__Teks Sumber__.
Sidang ke 5—Jawaban Tergugat
PN Bangkinang, Kamis 21 Oktober 2021—PT Padasa Enam Utama menjawab gugatan Jikalahari lewat sidang elektronik court. Berikut petikannya:
Padasa membantah membuka hutan lindung Bukti Suligi dan menanam sawit di atasnya. Lahan yang dijadikan kebun sawit berasal dari tanah ulayat Desa Siberuang dan Desa Gunung Malelo, Kecamatan XIII Koto Kampar, Kampar, Riau.
Padasa, kemudian bikin kesepakatan dengan Koperasi Pincuran Tujuh dengan jumlah anggota 500 Kepala Keluarga (KK), serta Koperasi Unit Desa Tiga Koto dengan jumlah anggota 1.275 KK, tentang pembangunan kebun kelapa sawit pola Kredit Koperasi Primer Anggota (KKPA). Masing-masing pada 18 Mei dan 18 Juni 2001.
Pada 25 Agustus tahun yang sama, Ninik Mamak Desa Bandur Picak, Desa Siberuang dan Gunung Malelo menyerahkan 4.500 ha tanah ulayat. Masing-masing 1.000 ha pada Koperasi Pincuran Tujuh dan 2.550 ha ke KUD Tiga Koto. Sisanya, 950 ha dicadangkan untuk jalan, parit dan lainnya.

__Bahan Kajian__.
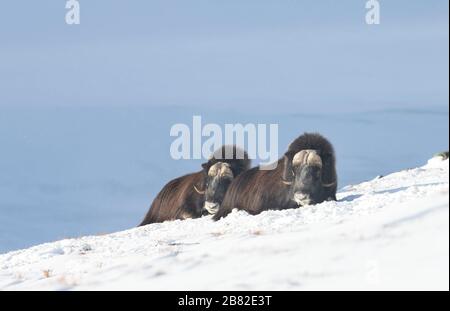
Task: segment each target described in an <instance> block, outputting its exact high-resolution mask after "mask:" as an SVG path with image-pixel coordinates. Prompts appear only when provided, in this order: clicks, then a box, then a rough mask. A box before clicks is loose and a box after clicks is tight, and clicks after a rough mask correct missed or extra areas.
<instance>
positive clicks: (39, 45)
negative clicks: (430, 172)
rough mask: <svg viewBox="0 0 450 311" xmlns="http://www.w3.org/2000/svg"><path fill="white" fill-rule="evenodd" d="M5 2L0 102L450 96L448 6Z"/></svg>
mask: <svg viewBox="0 0 450 311" xmlns="http://www.w3.org/2000/svg"><path fill="white" fill-rule="evenodd" d="M380 2H381V25H379V26H368V25H366V24H365V19H364V16H365V7H364V6H365V0H347V1H331V0H323V1H312V0H310V1H300V0H285V1H279V0H277V1H275V0H273V1H272V0H271V1H267V0H266V1H264V0H257V1H256V0H246V1H242V0H227V1H212V0H202V1H200V0H189V1H186V0H183V1H179V0H170V1H168V0H164V1H162V0H161V1H154V0H153V1H148V0H145V1H144V0H142V1H137V0H134V1H113V0H108V1H106V0H80V4H81V25H79V26H68V25H66V24H65V21H64V17H65V12H66V10H65V1H64V0H39V1H27V2H24V1H12V0H9V1H3V2H2V4H1V6H0V10H1V11H0V105H2V106H4V105H14V106H18V105H23V106H27V105H35V106H46V105H57V106H62V105H70V106H74V105H75V106H91V105H132V104H133V105H157V106H158V105H175V106H192V105H195V106H200V107H205V108H208V107H211V106H217V107H226V108H242V107H247V108H249V109H255V108H256V107H259V108H261V109H262V110H268V111H272V110H273V109H283V110H285V111H297V112H298V111H305V110H308V111H329V110H333V111H335V110H336V111H337V110H344V111H345V110H347V111H354V110H373V109H375V110H376V109H384V108H392V107H403V108H404V107H408V108H412V107H422V108H423V107H426V106H430V107H431V106H443V105H447V104H448V83H449V81H448V80H449V79H448V75H449V72H448V65H449V64H448V53H449V50H448V43H449V42H448V35H449V34H448V23H449V20H448V1H447V0H415V1H410V0H395V1H392V0H389V1H380Z"/></svg>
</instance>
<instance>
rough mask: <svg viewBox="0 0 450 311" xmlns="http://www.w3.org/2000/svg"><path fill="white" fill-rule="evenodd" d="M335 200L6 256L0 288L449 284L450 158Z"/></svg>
mask: <svg viewBox="0 0 450 311" xmlns="http://www.w3.org/2000/svg"><path fill="white" fill-rule="evenodd" d="M338 198H339V202H326V203H323V204H319V205H316V206H310V207H304V208H300V209H295V210H285V211H269V212H265V213H262V214H260V215H258V216H250V215H248V214H246V213H245V212H234V213H232V214H231V215H230V216H229V217H227V218H225V219H222V220H221V221H219V222H212V221H211V219H210V218H209V217H206V218H202V219H195V220H186V221H173V222H167V223H163V224H154V225H149V226H146V227H143V228H135V229H131V230H127V231H123V232H118V233H114V234H108V235H103V236H88V237H82V238H79V239H69V240H62V241H58V242H54V243H48V244H42V245H38V246H35V247H32V248H29V249H25V250H20V251H15V252H10V253H7V254H4V255H0V289H3V290H22V289H32V290H65V289H72V290H99V289H126V290H128V289H137V290H169V289H170V290H177V289H178V290H227V289H228V290H231V289H234V290H247V289H250V290H258V289H267V290H283V289H284V290H303V289H305V290H314V289H318V290H328V289H355V290H365V289H386V290H391V289H393V290H400V289H405V290H409V289H439V290H448V289H449V162H448V160H445V161H442V160H441V159H439V158H434V159H432V160H430V161H429V163H428V164H427V165H425V166H423V167H420V168H416V169H410V170H405V171H401V172H397V173H394V174H391V175H388V176H385V177H382V178H376V179H374V180H371V181H368V182H364V183H362V184H359V185H354V186H347V187H345V188H343V189H342V190H341V191H340V192H339V194H338Z"/></svg>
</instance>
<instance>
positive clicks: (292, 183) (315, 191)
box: [289, 149, 327, 206]
mask: <svg viewBox="0 0 450 311" xmlns="http://www.w3.org/2000/svg"><path fill="white" fill-rule="evenodd" d="M291 168H292V174H293V178H292V179H291V180H292V181H291V182H289V185H290V186H291V191H290V193H291V194H290V195H291V200H293V201H295V202H296V203H297V204H298V205H299V206H304V205H311V204H317V203H321V202H323V201H325V199H327V198H326V197H325V191H324V188H325V187H326V186H327V185H324V184H323V182H322V172H323V163H322V159H321V157H320V155H319V154H318V152H317V151H316V150H312V149H309V150H302V151H300V152H298V153H296V154H295V155H294V157H293V159H292V164H291Z"/></svg>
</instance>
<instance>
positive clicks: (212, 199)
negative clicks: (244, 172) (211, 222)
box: [196, 145, 250, 214]
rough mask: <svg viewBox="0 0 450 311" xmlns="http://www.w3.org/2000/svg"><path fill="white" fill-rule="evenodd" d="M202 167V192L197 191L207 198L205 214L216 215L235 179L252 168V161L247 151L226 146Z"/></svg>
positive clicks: (197, 191) (205, 204) (202, 164)
mask: <svg viewBox="0 0 450 311" xmlns="http://www.w3.org/2000/svg"><path fill="white" fill-rule="evenodd" d="M202 167H203V174H204V178H203V185H202V191H200V190H197V189H196V191H197V192H198V193H200V194H203V195H204V196H205V203H204V205H203V210H204V213H205V214H215V213H216V212H217V211H218V210H219V207H220V204H221V203H222V201H223V198H224V197H225V194H226V192H227V190H228V186H229V185H230V184H231V182H232V181H233V178H234V177H236V176H237V175H239V174H240V173H242V172H243V171H246V170H248V169H249V168H250V159H249V158H248V154H247V152H245V150H243V149H240V148H238V147H236V146H235V145H225V146H222V147H221V148H219V149H217V150H216V151H214V153H213V154H212V156H211V158H210V159H209V160H208V162H206V163H204V164H202Z"/></svg>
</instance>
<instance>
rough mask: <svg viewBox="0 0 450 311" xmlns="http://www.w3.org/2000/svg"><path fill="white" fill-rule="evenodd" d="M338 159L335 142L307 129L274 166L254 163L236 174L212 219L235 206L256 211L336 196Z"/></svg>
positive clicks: (293, 142) (326, 198) (216, 219)
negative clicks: (337, 159) (267, 169)
mask: <svg viewBox="0 0 450 311" xmlns="http://www.w3.org/2000/svg"><path fill="white" fill-rule="evenodd" d="M335 162H336V161H335V153H334V149H333V146H332V145H331V143H330V142H329V141H328V140H327V139H326V138H324V137H323V136H321V135H320V134H310V133H305V134H303V135H301V136H300V137H298V138H297V139H296V140H294V141H293V142H292V143H291V144H290V145H289V148H288V150H287V151H286V153H285V154H284V157H283V158H281V159H280V160H278V163H277V167H276V168H275V169H274V170H260V169H259V167H255V168H252V169H250V170H248V171H246V172H244V173H242V174H241V175H239V176H238V177H236V178H235V179H234V180H233V181H232V183H231V185H230V186H229V188H228V191H227V193H226V195H225V198H224V200H223V202H222V205H221V207H220V208H219V211H218V212H217V213H216V214H215V215H214V218H213V219H214V220H219V219H220V218H222V217H225V216H226V215H228V214H229V213H230V212H231V211H232V210H233V209H234V208H237V209H241V210H245V211H247V212H248V213H250V214H253V215H254V214H259V213H261V212H262V211H265V210H270V209H272V210H277V209H287V208H296V207H299V206H304V205H310V204H317V203H321V202H323V201H325V200H336V189H337V174H336V163H335Z"/></svg>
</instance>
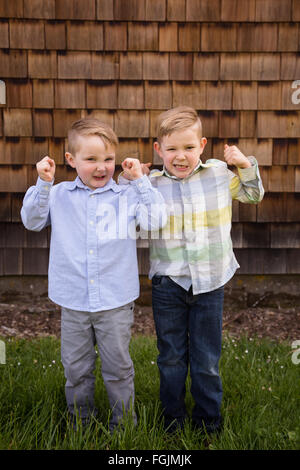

__Tugas__. Salin tanpa perubahan bagian laporan sidang dari "Pada 25 Agustus" sampai "parit dan lainnya.". Data ini tidak berhubungan dengan laporan sidang di atas.

__Jawaban__.
Pada 25 Agustus tahun yang sama, Ninik Mamak Desa Bandur Picak, Desa Siberuang dan Gunung Malelo menyerahkan 4.500 ha tanah ulayat. Masing-masing 1.000 ha pada Koperasi Pincuran Tujuh dan 2.550 ha ke KUD Tiga Koto. Sisanya, 950 ha dicadangkan untuk jalan, parit dan lainnya.